Brief —
Count the lines below that contain the word "fender", and reply with only that number.

Dataset —
════════════════════
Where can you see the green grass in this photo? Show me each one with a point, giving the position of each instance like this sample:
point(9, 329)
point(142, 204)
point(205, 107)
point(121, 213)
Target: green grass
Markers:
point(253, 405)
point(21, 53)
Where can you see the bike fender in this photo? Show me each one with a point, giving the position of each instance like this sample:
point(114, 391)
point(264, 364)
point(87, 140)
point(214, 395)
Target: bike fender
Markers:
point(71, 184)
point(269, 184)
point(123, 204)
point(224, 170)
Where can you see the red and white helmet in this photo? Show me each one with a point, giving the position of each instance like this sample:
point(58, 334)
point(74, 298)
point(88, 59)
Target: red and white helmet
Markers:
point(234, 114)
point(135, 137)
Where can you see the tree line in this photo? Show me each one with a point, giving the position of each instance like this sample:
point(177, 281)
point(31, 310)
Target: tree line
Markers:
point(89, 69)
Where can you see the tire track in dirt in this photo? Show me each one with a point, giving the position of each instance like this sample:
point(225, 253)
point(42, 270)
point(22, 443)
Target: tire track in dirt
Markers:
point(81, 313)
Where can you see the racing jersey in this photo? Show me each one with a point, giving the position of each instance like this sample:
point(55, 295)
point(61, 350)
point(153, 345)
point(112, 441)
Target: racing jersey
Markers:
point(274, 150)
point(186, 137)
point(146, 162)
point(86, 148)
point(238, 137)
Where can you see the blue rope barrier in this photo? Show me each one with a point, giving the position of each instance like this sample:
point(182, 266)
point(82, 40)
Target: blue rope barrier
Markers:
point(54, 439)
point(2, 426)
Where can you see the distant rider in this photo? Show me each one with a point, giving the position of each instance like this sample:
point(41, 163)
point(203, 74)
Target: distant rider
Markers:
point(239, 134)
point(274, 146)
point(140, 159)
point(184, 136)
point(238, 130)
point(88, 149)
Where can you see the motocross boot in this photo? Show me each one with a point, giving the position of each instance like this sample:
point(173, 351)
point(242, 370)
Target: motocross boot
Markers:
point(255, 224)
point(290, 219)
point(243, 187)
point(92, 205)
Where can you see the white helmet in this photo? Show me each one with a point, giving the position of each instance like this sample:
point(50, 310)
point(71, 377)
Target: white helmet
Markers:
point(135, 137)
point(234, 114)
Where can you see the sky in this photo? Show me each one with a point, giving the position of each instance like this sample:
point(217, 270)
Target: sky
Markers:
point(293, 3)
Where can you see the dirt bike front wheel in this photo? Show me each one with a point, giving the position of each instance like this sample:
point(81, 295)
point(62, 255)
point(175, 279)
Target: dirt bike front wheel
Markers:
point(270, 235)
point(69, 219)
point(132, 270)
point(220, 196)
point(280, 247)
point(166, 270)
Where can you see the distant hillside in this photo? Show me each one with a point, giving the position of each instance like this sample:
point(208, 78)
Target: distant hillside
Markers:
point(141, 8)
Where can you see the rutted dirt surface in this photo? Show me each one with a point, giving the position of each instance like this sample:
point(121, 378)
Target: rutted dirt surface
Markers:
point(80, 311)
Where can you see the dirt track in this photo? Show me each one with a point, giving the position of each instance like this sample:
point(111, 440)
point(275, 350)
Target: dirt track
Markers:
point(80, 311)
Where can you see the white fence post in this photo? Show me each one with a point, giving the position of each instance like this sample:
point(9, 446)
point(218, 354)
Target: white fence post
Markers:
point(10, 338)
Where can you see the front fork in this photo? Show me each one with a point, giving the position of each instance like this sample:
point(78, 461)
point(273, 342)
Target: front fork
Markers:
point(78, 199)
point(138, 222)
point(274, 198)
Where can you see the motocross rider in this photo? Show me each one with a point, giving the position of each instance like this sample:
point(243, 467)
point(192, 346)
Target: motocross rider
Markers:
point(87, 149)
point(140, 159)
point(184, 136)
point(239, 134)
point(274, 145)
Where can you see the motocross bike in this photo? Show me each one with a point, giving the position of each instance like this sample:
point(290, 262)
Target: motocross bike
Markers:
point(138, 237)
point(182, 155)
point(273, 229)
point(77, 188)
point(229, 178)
════════════════════
Exercise result —
2